Items from a dataset
☆ ☆ ☆

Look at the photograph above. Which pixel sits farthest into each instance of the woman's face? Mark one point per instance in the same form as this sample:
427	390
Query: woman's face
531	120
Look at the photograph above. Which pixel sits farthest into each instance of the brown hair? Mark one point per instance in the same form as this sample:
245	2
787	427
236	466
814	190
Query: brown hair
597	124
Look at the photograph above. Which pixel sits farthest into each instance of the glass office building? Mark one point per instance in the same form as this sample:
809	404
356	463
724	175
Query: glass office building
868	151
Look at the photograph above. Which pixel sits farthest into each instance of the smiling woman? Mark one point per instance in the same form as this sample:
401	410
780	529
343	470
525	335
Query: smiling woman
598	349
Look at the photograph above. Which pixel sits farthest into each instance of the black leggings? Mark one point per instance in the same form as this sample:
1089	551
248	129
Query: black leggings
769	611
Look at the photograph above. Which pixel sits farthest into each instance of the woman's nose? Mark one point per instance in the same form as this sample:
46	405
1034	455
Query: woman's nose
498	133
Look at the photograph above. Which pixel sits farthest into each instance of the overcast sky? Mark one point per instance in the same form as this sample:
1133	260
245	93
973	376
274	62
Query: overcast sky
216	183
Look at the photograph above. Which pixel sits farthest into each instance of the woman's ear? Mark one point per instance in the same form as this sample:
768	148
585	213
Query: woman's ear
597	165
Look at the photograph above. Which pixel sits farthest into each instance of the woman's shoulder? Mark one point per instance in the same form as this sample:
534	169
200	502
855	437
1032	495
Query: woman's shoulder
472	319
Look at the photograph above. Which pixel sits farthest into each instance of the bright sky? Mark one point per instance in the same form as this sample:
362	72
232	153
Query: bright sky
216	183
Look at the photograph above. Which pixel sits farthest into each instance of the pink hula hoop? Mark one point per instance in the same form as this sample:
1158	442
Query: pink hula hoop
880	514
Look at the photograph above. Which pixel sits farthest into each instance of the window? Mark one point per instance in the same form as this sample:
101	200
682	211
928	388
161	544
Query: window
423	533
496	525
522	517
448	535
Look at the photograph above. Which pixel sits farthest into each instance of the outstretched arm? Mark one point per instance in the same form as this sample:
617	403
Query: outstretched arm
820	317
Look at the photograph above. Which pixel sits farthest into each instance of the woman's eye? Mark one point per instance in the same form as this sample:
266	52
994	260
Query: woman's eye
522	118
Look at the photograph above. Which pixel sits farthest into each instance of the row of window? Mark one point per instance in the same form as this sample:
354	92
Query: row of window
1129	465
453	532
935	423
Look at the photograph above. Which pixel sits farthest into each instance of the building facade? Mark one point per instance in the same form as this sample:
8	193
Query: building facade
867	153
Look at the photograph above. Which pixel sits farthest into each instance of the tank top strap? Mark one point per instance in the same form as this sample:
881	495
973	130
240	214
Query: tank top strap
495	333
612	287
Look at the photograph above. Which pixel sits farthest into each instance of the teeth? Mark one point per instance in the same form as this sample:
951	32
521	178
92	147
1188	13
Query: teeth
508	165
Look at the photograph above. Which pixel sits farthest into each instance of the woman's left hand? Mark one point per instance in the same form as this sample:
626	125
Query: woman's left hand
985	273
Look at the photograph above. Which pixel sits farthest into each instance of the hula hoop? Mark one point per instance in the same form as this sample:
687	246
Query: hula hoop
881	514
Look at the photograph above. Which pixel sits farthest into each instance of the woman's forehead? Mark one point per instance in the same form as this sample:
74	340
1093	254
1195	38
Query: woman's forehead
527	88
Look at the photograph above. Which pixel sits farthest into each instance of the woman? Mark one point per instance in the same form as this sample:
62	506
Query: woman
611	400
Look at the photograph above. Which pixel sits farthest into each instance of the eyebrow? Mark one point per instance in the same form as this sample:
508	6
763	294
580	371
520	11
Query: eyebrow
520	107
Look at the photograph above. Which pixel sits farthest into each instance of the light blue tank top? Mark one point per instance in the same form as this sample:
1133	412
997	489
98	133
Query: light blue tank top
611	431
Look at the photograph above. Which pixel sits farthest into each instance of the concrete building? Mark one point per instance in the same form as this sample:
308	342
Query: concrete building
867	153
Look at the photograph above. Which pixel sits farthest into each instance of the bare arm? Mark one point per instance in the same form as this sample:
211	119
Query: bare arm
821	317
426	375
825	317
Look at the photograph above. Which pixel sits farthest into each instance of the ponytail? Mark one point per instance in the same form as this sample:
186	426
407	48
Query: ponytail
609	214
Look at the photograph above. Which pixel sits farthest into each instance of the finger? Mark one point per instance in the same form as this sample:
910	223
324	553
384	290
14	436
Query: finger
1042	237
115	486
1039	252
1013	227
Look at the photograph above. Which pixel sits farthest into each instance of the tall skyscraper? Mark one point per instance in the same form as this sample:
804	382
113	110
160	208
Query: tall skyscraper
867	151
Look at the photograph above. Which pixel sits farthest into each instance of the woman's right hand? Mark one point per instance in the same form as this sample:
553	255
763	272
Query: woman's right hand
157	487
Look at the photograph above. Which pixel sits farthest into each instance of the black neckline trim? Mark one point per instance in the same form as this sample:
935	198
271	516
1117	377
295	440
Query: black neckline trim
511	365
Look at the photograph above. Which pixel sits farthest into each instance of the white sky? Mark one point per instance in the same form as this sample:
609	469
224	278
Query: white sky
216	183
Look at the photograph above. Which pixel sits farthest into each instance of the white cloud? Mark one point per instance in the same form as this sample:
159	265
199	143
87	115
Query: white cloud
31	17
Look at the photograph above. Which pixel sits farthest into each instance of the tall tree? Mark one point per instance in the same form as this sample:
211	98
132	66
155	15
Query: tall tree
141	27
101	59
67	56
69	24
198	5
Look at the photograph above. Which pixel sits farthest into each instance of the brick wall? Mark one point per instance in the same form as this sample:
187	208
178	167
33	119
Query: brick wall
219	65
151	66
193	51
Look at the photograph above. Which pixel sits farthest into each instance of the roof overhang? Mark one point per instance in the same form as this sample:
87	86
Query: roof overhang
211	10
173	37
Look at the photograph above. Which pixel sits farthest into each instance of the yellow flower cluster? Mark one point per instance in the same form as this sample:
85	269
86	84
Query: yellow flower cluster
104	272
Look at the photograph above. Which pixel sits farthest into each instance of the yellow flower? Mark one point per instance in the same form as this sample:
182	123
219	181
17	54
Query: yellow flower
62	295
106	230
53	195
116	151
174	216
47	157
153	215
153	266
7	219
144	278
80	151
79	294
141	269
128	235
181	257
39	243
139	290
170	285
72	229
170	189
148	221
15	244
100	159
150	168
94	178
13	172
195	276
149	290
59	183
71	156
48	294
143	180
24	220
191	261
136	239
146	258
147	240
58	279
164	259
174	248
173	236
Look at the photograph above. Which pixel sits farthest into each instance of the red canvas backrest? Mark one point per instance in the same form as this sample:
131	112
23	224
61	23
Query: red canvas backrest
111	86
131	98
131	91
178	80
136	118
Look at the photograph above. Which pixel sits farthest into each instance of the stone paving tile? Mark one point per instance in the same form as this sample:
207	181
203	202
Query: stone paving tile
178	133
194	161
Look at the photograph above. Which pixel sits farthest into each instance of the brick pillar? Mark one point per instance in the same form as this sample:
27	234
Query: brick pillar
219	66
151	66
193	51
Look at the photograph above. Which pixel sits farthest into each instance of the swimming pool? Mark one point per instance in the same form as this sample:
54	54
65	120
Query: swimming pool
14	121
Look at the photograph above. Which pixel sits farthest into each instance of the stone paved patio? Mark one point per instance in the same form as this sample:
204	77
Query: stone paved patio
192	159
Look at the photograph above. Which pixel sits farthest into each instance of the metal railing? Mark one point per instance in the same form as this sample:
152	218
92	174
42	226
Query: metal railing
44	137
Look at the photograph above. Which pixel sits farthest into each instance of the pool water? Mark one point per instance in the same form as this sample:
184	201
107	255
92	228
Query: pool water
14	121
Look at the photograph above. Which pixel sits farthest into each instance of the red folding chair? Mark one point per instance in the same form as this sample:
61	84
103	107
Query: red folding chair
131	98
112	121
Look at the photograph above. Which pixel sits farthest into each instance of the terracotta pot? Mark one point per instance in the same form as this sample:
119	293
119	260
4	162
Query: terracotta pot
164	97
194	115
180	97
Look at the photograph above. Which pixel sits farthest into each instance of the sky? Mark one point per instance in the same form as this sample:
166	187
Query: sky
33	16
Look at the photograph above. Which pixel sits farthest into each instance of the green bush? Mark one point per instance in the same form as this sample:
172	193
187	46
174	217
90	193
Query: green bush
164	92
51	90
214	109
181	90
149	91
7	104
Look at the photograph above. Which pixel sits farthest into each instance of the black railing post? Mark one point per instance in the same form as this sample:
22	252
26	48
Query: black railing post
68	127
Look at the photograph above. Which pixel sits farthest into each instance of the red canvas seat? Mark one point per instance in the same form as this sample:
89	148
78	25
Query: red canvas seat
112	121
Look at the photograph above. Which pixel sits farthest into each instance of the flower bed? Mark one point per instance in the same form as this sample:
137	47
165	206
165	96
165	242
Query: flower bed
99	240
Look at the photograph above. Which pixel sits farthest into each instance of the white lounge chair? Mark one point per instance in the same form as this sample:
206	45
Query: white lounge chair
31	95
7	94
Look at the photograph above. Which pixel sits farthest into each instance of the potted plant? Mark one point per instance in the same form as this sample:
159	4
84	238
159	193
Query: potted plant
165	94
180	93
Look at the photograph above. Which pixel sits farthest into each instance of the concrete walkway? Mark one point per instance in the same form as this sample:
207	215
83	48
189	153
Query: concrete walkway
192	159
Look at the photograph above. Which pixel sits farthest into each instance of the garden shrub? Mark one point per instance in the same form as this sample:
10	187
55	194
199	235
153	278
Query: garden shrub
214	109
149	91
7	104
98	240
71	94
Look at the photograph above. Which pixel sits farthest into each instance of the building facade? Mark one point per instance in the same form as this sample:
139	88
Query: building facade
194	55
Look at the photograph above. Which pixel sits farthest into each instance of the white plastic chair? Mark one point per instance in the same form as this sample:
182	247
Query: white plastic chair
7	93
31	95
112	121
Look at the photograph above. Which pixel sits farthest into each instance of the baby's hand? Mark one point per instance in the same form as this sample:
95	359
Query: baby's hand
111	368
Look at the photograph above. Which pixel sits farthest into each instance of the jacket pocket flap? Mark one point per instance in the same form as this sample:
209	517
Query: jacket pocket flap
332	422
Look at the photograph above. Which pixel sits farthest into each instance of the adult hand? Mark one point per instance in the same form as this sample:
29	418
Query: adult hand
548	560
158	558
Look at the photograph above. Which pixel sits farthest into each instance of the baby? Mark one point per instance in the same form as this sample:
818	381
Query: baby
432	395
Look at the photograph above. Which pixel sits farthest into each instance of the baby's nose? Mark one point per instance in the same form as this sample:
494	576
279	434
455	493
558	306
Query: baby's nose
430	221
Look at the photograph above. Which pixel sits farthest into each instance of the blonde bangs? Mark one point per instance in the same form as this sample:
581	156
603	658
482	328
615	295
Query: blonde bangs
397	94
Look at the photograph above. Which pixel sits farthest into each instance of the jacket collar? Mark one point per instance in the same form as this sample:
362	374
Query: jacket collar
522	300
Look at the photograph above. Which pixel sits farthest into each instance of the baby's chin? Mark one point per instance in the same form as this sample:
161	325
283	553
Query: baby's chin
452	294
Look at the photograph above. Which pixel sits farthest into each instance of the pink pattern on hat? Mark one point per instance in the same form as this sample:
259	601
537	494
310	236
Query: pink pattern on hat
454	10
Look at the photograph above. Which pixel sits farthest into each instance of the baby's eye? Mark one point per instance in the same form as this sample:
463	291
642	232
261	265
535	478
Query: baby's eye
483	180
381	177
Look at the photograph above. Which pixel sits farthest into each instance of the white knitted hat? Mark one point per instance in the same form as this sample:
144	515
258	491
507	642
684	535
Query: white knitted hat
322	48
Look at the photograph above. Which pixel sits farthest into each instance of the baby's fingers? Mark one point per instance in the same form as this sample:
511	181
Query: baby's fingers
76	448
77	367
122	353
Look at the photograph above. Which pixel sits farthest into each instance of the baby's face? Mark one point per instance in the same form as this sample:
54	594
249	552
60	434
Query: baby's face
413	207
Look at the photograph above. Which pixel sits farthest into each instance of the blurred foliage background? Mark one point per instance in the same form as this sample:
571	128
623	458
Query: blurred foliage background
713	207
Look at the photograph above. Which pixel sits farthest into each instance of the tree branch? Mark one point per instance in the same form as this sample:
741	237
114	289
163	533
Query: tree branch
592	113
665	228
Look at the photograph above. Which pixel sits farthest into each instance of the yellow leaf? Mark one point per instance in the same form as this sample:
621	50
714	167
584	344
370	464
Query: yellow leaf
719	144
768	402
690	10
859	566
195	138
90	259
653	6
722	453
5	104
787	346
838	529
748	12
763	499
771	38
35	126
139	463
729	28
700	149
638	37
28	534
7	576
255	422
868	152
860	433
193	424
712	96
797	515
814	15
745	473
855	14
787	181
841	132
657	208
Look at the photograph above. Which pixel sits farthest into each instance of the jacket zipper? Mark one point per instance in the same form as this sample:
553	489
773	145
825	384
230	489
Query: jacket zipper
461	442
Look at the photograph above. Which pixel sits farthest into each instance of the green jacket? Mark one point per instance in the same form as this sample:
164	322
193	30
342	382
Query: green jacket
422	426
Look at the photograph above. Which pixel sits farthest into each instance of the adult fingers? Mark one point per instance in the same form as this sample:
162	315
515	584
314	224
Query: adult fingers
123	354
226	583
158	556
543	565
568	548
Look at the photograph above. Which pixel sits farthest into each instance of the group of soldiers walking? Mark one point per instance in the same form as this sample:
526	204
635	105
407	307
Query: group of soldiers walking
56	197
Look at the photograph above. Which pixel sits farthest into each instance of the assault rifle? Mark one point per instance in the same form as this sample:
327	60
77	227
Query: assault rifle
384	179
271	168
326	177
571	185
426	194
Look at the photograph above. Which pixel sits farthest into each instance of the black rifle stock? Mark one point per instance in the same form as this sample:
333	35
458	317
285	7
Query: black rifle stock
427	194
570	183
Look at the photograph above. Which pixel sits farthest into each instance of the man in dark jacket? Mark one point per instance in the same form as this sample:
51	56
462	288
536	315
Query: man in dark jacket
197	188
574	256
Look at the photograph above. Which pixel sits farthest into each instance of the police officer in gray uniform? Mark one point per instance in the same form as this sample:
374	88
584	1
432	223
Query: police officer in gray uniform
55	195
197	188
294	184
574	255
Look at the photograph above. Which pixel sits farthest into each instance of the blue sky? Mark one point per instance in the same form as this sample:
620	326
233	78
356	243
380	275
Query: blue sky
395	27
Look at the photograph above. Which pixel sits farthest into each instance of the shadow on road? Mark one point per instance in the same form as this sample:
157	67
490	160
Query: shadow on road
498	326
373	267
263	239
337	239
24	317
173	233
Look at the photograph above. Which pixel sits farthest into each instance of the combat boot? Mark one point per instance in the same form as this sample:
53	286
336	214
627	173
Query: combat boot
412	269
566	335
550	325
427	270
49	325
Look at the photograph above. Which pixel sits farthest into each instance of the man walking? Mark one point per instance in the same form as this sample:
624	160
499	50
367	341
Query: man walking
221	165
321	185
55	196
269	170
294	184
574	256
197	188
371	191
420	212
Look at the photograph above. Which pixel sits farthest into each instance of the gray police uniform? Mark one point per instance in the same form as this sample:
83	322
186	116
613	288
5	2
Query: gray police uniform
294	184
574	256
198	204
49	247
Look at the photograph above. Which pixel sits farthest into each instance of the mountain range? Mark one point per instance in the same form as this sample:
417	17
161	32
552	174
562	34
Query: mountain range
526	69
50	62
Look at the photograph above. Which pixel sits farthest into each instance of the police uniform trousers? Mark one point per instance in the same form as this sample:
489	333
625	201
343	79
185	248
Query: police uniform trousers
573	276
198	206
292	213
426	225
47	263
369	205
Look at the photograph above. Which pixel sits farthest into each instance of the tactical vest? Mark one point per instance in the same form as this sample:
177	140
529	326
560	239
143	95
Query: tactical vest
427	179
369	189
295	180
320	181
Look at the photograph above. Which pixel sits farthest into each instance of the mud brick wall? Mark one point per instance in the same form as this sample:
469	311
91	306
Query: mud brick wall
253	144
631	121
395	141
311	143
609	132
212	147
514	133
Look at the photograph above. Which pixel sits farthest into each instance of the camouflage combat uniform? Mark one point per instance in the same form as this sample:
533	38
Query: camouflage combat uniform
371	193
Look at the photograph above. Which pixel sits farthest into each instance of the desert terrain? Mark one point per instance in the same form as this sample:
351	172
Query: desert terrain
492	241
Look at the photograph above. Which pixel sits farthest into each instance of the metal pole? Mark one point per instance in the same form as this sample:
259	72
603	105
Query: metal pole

☆ ☆ ☆

Copy all the lines from the data above that hold the word "pole".

[Result for this exercise]:
Look at the photograph above. Which pixel sits farthest into each instance of the metal pole? Mark one point per instance in the same form as this sample:
Query: metal pole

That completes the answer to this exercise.